» EXERCISE DETAILS: Reproduce only the lines that run from the line with "The pointer SHOULD provide one marker per instance of the leafy" to the last line of the material, both ends included, exactly as they appear.

::::::::::

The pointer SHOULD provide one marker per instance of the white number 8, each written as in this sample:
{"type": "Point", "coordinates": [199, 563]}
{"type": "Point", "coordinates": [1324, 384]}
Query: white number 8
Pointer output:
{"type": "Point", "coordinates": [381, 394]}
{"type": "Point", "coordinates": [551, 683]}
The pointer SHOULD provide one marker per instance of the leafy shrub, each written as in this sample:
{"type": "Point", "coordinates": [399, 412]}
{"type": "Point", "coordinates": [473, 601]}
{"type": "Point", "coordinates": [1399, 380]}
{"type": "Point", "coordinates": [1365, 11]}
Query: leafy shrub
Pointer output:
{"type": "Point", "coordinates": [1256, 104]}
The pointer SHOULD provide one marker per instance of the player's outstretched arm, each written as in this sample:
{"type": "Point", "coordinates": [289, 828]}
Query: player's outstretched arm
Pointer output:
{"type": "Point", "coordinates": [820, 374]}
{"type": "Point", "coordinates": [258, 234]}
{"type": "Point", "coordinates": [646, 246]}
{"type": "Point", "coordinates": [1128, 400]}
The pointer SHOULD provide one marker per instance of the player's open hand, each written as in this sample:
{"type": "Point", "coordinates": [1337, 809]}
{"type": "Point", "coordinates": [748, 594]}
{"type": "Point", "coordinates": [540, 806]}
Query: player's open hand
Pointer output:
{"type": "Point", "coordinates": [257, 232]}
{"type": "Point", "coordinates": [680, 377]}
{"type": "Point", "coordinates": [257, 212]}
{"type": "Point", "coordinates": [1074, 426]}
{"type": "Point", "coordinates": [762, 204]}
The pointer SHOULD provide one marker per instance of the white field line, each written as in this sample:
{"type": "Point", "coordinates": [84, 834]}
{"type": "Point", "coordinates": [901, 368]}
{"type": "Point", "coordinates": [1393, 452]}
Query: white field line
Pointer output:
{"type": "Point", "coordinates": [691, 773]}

::::::::::

» SOLUTION TO THIS TASK:
The pointer SHOULD provide one marker per instance of the leafy shrub, each written as in this sample:
{"type": "Point", "coordinates": [399, 412]}
{"type": "Point", "coordinates": [473, 601]}
{"type": "Point", "coordinates": [1399, 380]}
{"type": "Point", "coordinates": [1365, 11]}
Query: leafy shrub
Pointer output:
{"type": "Point", "coordinates": [1256, 104]}
The pointer SHOULD provide one marker per instance of the player's outstretched arm, each written as in this sample:
{"type": "Point", "coordinates": [289, 828]}
Query: player's outstretched arm
Pointer output:
{"type": "Point", "coordinates": [820, 374]}
{"type": "Point", "coordinates": [258, 234]}
{"type": "Point", "coordinates": [646, 246]}
{"type": "Point", "coordinates": [1128, 400]}
The pointer SHOULD provide one marker per instance of the player's open hand, each written as in this sample:
{"type": "Point", "coordinates": [1337, 809]}
{"type": "Point", "coordinates": [748, 594]}
{"type": "Point", "coordinates": [540, 806]}
Query: player's open hand
Pointer output:
{"type": "Point", "coordinates": [257, 232]}
{"type": "Point", "coordinates": [680, 377]}
{"type": "Point", "coordinates": [257, 212]}
{"type": "Point", "coordinates": [1074, 426]}
{"type": "Point", "coordinates": [762, 204]}
The pointer SHOULD provide one marker per instance of the white field line, each written as in this sample:
{"type": "Point", "coordinates": [84, 834]}
{"type": "Point", "coordinates": [901, 368]}
{"type": "Point", "coordinates": [1393, 452]}
Query: white field line
Pointer output:
{"type": "Point", "coordinates": [691, 773]}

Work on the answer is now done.